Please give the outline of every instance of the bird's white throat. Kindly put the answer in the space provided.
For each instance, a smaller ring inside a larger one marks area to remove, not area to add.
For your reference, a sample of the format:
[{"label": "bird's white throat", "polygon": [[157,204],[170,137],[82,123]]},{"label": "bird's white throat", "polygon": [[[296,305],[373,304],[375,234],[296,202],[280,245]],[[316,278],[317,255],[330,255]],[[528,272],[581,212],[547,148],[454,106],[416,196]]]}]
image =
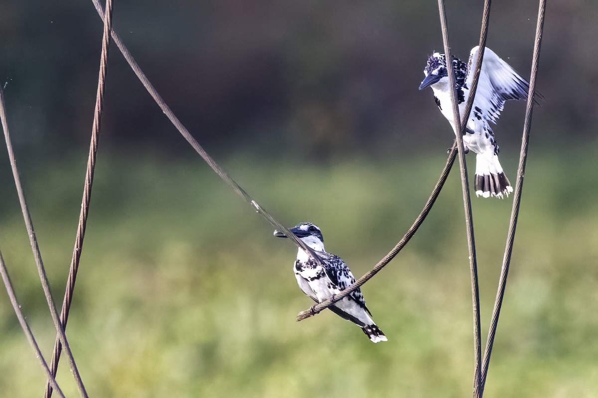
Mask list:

# # #

**Task instructions**.
Count the lines in the records above that contain the string "white", treating uppercase and lowercase as different. Give only the number.

**Answer**.
2